* [INSTRUCTION]:
Update each of the rows below by replacing "Provide" with "Return" and leaving everything else unchanged. Leave the pictures out of the result.
####################
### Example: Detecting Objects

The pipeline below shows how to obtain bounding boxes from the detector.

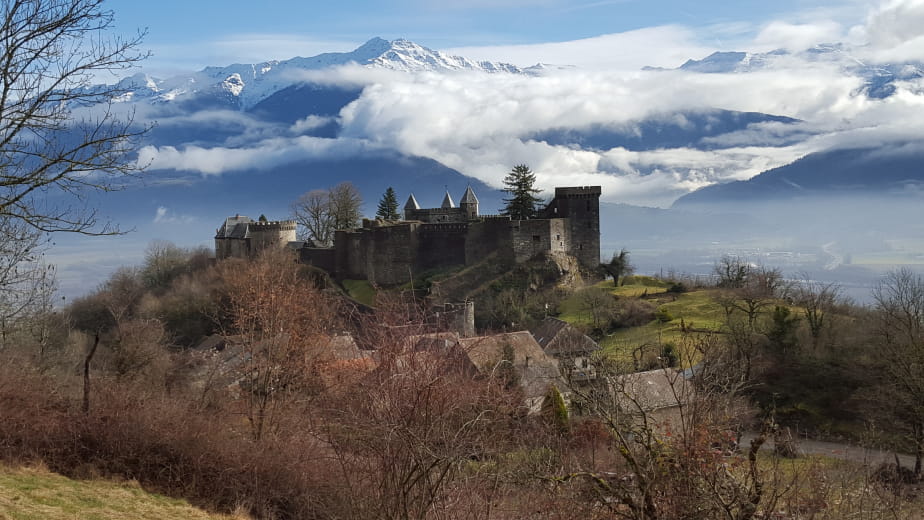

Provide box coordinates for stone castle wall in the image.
[215,186,600,285]
[542,186,601,269]
[416,223,470,272]
[405,208,469,223]
[215,220,296,259]
[510,218,570,263]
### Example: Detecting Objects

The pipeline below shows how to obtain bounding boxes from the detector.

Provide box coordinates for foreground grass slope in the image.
[0,466,245,520]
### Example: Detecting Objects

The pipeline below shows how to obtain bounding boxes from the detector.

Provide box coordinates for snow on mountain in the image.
[679,44,924,99]
[100,38,534,110]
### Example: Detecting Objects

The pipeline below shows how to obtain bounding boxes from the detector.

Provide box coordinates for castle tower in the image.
[440,190,456,209]
[404,193,420,220]
[459,185,478,220]
[543,186,601,269]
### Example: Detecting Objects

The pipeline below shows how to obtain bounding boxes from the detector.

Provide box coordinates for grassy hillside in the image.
[0,466,246,520]
[558,276,722,364]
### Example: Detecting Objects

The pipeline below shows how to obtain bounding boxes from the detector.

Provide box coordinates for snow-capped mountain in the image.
[664,44,924,99]
[100,38,524,110]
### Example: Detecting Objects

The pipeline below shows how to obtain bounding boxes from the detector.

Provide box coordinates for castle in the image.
[215,186,601,285]
[215,215,295,259]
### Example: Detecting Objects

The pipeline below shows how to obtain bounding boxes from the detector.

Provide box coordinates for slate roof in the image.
[440,190,456,209]
[610,368,693,413]
[215,215,253,238]
[530,316,600,356]
[404,193,420,209]
[459,331,565,399]
[459,186,478,204]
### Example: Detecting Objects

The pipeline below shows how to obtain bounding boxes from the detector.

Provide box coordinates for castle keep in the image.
####################
* [ANSWER TO THE TASK]:
### Example: Detecting Objects

The pipeline below shows how to obtain bounding boxes from the detector.


Return box coordinates for stone castle wall in the image.
[215,186,600,285]
[542,186,601,269]
[416,223,470,272]
[405,208,469,223]
[215,220,296,259]
[510,218,570,263]
### Example: Detecting Objects

The pipeline below shows how to obtain bounding boxes from the detector.

Return box coordinates for foreground grass slope in the image.
[0,466,245,520]
### Example: Detecting Objects

The pipeline below shows how to obtain bounding boxes from the detector.

Return box coordinates for snow on mountain in the image.
[679,44,924,99]
[100,38,534,110]
### Example: Detecting Objects

The pipeline below shows how to obtain bounding boxes from the detector.

Return box coordinates for castle tower in the image.
[440,190,456,209]
[404,193,420,220]
[459,185,478,220]
[543,186,601,269]
### Example: Detecting Objects

The pipeline below shows how to obtain bounding boxes from the detector.

Return box coordinates for grassy hillside in the image.
[0,466,246,520]
[558,276,722,364]
### Example: Detecting Objects

The pipeline below shows how to obtain bounding boxes from the detector.

Return box coordinates for snow-capped mountain in the image.
[664,44,924,99]
[100,38,524,110]
### Example: Detecting Objects

The pipeline below shows how to obtain bounding boxes from the detector.

Return box coordinates for castle in the image.
[215,186,601,285]
[215,215,295,259]
### Example: Detecting Objects

The pipeline below shows how to obtain bounding boxes from the detector.

Return box coordinates for slate roof in the image.
[440,190,456,209]
[610,368,693,413]
[215,215,253,238]
[530,316,600,356]
[404,193,420,209]
[459,331,565,399]
[459,186,478,204]
### Example: Detecting Objects

The pipeline below shows how to obtain bounding boxes from the detector.

Return box coordinates for castle keep in the image.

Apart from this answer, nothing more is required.